Exercise requirements:
Which lines in the records below contain the string "metal"? Locate each one and copy it out whole, treating uppercase and lowercase as different.

Point annotation dataset records:
———

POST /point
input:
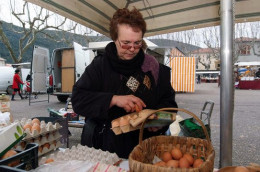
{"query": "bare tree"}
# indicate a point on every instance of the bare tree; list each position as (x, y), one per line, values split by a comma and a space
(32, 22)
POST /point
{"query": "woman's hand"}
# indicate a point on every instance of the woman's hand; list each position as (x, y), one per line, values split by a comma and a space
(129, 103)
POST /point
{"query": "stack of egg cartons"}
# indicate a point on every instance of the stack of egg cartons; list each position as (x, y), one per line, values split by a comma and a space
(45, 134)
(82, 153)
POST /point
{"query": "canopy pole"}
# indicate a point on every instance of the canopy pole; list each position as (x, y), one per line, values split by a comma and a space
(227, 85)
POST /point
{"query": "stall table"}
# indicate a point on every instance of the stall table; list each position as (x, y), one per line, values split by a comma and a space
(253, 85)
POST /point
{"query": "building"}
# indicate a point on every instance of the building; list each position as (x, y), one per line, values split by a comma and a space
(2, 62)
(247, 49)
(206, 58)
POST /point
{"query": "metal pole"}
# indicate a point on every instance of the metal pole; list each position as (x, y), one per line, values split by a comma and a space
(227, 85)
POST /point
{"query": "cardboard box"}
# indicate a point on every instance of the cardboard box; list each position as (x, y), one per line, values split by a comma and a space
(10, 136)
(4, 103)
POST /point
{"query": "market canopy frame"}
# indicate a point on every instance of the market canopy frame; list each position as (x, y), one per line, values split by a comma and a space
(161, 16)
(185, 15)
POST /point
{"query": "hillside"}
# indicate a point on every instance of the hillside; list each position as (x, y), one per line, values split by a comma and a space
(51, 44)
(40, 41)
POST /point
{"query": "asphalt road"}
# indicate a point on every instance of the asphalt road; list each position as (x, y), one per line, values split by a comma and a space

———

Task solution:
{"query": "metal pole"}
# indicate a point on every instance of the metal pole; list each position as (x, y), one per line, values split by a comma and a space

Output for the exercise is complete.